Document text:
--------------------------------------------------

Mendoza School of Business

Award-winning doctoral dissertation links marketing interventions to social outcomes

Published: February 11, 2021 / Author: Carol Elliott



building shot of Mendoza College of Business from the front

University of Notre Dame marketing professor Yixing Chen received the 2020 John A. Howard/AMA Doctoral Dissertation Award in recognition of the excellence of his doctoral dissertation, “Linking Marketing to Social and Economic Outcomes: The Case of Cancer Prevention and K-12 Education.”

The American Marketing Association Foundation sponsored the annual award as part of its effort to recognize individual marketers who are making an impact in the marketing profession and community. Eligible candidates included graduates who completed their doctoral degrees in marketing and consumer behavior-related topics between Oct. 1, 2019, and Sept. 30, 2020 in any part of the world.

headshot

Yixing Chen

A team of reviewers judged the research entries based on originality, the value of the findings to practitioners and to the field of marketing, conceptual and methodological rigor, and other criteria. Chen will be recognized for the award, which was announced in January, during the AMA Winter Academic Conference in February.

--------------------------------------------------

What is needed:
Reproduce everything in the article on the dissertation award from "Published: February 11, 2021" down to "of the world.", substituting "AMA Foundation" for "American Marketing Association Foundation". The records aren't required for anything here.

Referring expression pointing data
--------------------------------------------------

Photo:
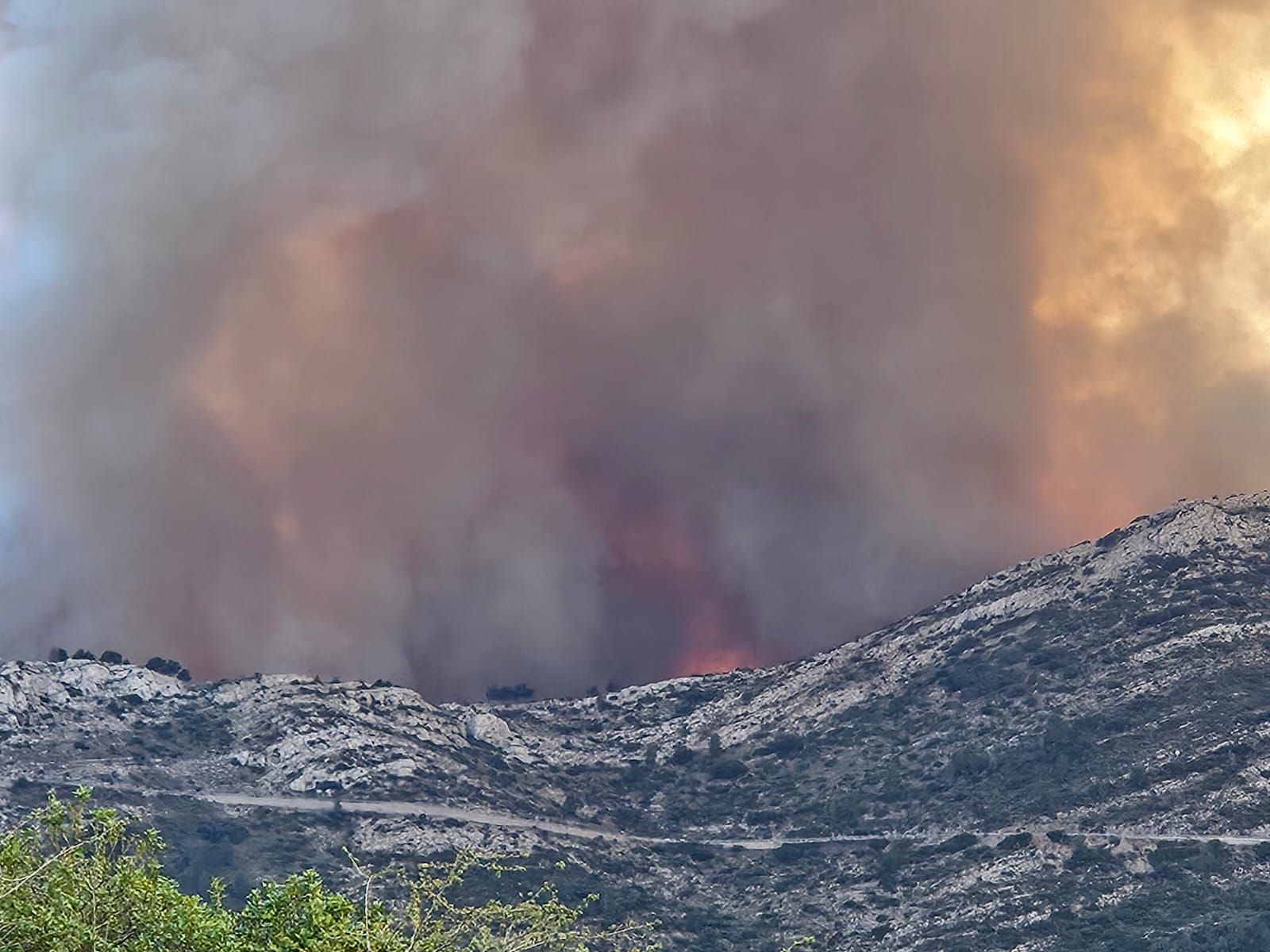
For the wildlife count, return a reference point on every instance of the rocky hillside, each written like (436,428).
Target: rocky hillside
(1047,761)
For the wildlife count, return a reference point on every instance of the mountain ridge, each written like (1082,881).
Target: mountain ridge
(1117,685)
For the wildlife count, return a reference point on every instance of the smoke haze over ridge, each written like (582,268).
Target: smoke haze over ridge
(471,342)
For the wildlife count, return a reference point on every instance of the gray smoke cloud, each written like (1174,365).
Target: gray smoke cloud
(470,342)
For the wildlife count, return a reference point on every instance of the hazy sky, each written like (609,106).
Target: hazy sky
(468,340)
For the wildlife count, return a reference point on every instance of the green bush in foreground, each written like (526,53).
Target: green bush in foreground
(76,879)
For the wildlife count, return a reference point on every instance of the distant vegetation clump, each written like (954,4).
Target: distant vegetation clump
(163,666)
(510,692)
(78,879)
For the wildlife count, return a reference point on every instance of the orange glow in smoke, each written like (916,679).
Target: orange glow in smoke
(654,550)
(1149,249)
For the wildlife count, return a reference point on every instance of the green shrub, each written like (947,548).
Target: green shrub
(76,879)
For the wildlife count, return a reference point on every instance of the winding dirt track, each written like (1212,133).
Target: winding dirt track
(484,818)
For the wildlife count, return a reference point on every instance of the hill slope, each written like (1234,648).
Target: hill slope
(1003,771)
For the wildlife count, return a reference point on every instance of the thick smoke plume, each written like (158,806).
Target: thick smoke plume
(468,342)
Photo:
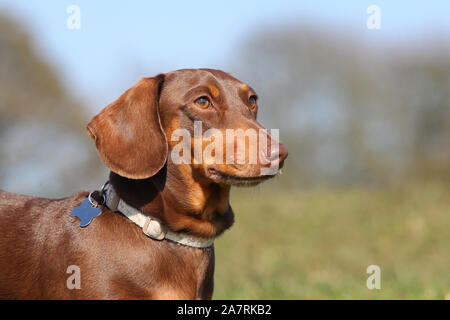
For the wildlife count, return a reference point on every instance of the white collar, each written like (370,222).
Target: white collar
(152,227)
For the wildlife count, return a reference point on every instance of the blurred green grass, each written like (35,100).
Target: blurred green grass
(317,244)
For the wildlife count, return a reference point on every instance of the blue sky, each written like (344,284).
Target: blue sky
(120,41)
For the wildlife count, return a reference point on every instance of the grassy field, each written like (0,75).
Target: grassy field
(317,244)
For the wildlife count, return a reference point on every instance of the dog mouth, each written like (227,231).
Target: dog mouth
(226,178)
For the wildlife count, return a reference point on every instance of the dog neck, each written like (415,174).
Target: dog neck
(203,210)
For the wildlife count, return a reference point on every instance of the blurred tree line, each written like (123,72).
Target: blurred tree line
(44,148)
(351,111)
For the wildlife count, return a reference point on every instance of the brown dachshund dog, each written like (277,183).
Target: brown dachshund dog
(40,241)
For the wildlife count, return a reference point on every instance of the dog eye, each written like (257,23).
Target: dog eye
(202,102)
(252,102)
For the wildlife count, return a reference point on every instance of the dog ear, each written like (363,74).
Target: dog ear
(128,133)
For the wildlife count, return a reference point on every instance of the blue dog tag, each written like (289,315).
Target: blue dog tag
(85,212)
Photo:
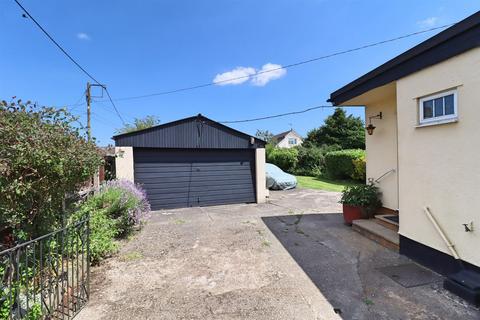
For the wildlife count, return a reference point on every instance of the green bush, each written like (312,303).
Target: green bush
(285,159)
(359,169)
(114,212)
(43,156)
(340,164)
(365,196)
(310,161)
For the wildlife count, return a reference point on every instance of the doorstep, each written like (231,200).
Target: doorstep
(377,232)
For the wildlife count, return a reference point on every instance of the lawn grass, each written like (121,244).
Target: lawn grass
(321,183)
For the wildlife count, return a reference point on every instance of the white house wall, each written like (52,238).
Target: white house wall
(124,168)
(284,142)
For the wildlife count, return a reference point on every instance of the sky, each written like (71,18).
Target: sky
(143,47)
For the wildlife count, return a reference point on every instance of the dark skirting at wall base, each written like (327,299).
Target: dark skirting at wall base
(431,258)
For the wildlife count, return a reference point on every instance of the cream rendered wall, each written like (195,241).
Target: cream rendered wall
(260,176)
(124,163)
(440,164)
(381,149)
(284,142)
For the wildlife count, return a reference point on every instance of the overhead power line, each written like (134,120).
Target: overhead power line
(280,115)
(55,42)
(69,57)
(295,64)
(114,106)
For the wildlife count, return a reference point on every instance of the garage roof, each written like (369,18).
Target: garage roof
(193,132)
(457,39)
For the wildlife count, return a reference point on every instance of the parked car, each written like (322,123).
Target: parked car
(277,179)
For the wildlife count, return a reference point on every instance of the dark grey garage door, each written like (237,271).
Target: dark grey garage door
(185,178)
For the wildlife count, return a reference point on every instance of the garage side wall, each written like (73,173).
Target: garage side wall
(124,163)
(260,177)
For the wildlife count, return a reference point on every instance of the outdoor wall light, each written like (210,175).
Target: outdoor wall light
(370,126)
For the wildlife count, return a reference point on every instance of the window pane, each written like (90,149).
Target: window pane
(439,107)
(449,109)
(428,109)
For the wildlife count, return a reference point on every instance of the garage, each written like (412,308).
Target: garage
(193,162)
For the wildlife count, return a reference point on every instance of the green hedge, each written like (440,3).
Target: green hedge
(346,164)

--------------------------------------------------

Reply to the task:
Published: February 11, 2021 / Author: Carol Elliott



building shot of Mendoza College of Business from the front

University of Notre Dame marketing professor Yixing Chen received the 2020 John A. Howard/AMA Doctoral Dissertation Award in recognition of the excellence of his doctoral dissertation, “Linking Marketing to Social and Economic Outcomes: The Case of Cancer Prevention and K-12 Education.”

The AMA Foundation sponsored the annual award as part of its effort to recognize individual marketers who are making an impact in the marketing profession and community. Eligible candidates included graduates who completed their doctoral degrees in marketing and consumer behavior-related topics between Oct. 1, 2019, and Sept. 30, 2020 in any part of the world.